Starting at the line that contains "Mark the bamboo", quote each line exactly through the last line of the entries, both included.

---------- Data listing ----------

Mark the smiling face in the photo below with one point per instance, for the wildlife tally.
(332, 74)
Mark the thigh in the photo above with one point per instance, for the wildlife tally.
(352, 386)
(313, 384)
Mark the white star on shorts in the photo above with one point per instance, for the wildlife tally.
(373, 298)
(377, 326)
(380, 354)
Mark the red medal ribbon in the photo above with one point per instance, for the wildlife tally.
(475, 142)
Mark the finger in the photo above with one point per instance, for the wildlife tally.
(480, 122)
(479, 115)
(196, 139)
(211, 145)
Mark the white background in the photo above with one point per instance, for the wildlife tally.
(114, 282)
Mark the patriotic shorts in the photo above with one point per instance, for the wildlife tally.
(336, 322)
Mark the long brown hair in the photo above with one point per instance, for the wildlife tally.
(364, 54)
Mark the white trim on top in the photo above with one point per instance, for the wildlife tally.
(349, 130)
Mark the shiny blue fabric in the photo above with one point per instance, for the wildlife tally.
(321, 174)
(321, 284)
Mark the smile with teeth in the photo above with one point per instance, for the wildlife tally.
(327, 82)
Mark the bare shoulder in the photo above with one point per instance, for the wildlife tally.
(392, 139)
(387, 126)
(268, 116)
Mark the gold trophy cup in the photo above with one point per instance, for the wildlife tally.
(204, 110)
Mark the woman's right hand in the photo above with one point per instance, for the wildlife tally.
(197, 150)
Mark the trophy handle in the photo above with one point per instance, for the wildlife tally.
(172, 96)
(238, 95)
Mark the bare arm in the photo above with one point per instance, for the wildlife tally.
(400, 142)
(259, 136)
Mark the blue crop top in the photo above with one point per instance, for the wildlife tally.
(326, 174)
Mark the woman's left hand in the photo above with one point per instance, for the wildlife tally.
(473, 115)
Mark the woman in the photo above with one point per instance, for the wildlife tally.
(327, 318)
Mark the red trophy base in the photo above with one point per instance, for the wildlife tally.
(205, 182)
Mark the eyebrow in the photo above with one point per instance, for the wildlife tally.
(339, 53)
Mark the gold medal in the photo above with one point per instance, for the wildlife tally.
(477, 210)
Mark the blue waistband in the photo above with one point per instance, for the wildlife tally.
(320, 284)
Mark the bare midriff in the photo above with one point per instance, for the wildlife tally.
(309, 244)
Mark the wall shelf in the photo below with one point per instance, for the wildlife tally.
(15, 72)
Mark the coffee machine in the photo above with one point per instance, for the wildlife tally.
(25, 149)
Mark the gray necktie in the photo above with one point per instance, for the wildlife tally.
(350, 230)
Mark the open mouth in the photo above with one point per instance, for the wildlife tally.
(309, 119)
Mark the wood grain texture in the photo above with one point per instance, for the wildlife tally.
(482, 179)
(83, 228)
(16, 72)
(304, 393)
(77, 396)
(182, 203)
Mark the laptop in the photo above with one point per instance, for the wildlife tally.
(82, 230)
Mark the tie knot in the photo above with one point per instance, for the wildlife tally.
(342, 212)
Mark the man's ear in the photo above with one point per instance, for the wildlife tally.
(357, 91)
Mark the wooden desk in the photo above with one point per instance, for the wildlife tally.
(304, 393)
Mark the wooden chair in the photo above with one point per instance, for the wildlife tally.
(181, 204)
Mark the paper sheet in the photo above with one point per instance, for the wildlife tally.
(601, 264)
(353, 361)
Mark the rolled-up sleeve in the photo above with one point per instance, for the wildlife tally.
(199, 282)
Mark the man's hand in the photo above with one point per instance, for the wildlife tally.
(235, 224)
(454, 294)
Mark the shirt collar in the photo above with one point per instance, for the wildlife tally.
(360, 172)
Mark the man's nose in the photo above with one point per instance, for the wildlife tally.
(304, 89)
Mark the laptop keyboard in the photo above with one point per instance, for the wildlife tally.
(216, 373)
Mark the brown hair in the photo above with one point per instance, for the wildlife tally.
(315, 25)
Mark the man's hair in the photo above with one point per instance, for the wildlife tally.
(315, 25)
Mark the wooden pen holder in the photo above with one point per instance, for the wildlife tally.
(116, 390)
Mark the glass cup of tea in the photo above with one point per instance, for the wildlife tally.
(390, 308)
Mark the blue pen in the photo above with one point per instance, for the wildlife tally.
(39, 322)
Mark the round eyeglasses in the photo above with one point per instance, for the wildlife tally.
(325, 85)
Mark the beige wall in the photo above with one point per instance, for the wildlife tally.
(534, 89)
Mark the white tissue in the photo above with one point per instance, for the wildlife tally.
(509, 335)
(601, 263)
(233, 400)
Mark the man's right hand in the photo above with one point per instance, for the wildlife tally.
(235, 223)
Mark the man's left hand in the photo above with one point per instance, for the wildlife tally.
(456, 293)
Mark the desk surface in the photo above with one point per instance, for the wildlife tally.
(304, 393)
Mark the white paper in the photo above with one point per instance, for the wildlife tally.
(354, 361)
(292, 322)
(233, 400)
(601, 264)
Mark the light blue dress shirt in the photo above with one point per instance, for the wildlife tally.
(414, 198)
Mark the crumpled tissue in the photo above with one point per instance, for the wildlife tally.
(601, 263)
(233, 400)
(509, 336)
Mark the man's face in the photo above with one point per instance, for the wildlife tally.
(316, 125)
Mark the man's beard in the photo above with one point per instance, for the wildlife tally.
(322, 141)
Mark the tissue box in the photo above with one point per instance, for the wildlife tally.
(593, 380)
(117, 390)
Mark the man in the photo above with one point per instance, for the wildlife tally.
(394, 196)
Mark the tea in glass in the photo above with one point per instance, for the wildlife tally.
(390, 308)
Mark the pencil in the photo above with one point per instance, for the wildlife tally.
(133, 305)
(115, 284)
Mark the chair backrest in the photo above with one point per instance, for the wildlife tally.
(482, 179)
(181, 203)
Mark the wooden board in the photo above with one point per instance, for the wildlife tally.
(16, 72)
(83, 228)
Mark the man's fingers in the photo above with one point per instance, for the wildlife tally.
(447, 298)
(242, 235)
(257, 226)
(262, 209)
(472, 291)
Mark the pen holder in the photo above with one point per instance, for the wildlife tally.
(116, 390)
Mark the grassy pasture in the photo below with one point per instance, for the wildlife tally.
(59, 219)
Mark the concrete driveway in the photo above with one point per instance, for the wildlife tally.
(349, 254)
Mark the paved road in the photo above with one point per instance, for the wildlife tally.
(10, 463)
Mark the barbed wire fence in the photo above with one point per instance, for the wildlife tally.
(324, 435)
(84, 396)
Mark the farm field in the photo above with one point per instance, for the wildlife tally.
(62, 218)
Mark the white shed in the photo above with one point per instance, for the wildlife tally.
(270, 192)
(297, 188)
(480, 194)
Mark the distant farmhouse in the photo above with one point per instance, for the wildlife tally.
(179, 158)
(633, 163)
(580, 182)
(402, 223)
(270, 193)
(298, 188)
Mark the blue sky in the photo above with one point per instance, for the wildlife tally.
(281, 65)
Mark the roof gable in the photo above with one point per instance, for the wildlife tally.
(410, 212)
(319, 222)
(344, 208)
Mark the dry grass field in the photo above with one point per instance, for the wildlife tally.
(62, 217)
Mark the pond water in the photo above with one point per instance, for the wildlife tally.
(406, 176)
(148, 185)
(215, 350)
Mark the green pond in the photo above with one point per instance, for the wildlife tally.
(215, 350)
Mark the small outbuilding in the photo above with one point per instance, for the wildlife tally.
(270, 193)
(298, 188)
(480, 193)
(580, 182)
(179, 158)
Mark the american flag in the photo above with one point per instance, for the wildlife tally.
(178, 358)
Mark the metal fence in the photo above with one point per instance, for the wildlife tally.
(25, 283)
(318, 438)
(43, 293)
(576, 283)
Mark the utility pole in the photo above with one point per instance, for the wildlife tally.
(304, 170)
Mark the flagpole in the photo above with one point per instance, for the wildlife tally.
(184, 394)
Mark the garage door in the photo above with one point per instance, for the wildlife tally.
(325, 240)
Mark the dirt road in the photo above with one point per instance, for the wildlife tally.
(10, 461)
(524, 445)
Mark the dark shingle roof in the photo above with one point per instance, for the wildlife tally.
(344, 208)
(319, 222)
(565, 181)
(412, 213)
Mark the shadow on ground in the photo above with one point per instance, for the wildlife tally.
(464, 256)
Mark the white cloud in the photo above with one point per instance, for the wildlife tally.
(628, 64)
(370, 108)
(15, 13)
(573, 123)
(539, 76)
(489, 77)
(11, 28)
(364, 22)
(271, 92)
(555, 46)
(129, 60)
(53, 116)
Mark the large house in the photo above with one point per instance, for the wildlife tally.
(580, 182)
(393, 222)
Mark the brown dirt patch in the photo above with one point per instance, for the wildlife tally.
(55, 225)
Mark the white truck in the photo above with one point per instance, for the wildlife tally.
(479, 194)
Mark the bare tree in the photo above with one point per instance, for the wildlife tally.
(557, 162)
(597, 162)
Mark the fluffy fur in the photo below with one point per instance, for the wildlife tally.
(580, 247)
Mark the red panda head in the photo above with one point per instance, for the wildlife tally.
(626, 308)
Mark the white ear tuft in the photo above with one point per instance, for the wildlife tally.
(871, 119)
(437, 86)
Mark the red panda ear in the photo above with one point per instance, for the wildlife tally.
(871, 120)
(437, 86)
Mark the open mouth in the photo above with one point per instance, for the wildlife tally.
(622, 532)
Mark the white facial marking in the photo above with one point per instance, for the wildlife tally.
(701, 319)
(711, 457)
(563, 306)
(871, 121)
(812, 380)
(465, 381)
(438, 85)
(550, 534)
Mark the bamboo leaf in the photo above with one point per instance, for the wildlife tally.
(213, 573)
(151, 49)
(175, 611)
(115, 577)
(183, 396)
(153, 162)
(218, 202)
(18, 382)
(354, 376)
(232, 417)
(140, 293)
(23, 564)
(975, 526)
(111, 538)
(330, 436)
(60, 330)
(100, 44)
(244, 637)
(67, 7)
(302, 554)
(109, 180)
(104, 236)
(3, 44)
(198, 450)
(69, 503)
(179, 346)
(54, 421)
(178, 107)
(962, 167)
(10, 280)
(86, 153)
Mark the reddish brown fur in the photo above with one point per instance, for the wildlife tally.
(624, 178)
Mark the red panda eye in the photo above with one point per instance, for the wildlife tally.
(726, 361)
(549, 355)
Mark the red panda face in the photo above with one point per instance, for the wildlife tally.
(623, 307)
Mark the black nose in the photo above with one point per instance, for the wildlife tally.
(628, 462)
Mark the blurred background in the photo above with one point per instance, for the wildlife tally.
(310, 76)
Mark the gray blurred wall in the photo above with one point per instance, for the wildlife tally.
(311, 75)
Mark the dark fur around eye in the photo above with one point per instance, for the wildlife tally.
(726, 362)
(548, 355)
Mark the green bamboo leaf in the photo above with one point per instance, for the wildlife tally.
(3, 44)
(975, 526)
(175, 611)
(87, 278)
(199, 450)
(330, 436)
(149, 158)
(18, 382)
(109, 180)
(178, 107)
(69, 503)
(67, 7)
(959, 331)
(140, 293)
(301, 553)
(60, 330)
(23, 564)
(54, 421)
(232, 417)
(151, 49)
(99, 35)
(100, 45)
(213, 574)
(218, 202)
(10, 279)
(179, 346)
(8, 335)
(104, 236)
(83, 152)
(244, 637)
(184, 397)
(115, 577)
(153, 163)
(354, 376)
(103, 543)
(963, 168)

----------

* Answer to the task
Mark the bamboo leaf in the photo above with one point per instance, for the wildlife tally.
(213, 573)
(151, 49)
(175, 611)
(115, 577)
(183, 396)
(153, 162)
(218, 202)
(18, 382)
(354, 376)
(232, 417)
(140, 293)
(23, 564)
(975, 526)
(111, 538)
(330, 436)
(60, 330)
(100, 44)
(244, 637)
(67, 7)
(302, 554)
(109, 180)
(104, 236)
(3, 44)
(198, 450)
(69, 503)
(179, 346)
(54, 421)
(178, 107)
(962, 167)
(10, 280)
(86, 153)
Mark the reddish brown fur in the photo above with one point per instance, for the wildlife tally.
(624, 178)
Mark the red panda eye in the photo above with one point per instance, for the wildlife tally.
(726, 361)
(549, 355)
Mark the red panda face in the photo above with one point per instance, for the wildlife tally.
(623, 307)
Mark the black nose in the photo above with one point per instance, for the wildlife tally.
(628, 462)
Mark the blurred background in the photo above with one point per instance, for the wildlife tally.
(310, 76)
Mark the gray blurred wall in the photo above with one point per instance, for the wildlife tally.
(311, 75)
Mark the dark fur around eye in the photo above with one point per instance, for the wildlife tally.
(726, 362)
(548, 355)
Mark the green bamboo leaf in the photo above with one point per instance, for the wildlife tally.
(3, 44)
(975, 526)
(175, 611)
(87, 278)
(199, 450)
(330, 436)
(149, 158)
(18, 382)
(109, 180)
(178, 107)
(69, 503)
(67, 7)
(959, 331)
(140, 293)
(301, 553)
(60, 330)
(23, 564)
(54, 421)
(232, 417)
(151, 49)
(99, 35)
(100, 45)
(213, 574)
(218, 202)
(10, 279)
(179, 346)
(8, 335)
(104, 236)
(83, 152)
(244, 637)
(184, 397)
(115, 577)
(153, 163)
(354, 376)
(103, 543)
(963, 168)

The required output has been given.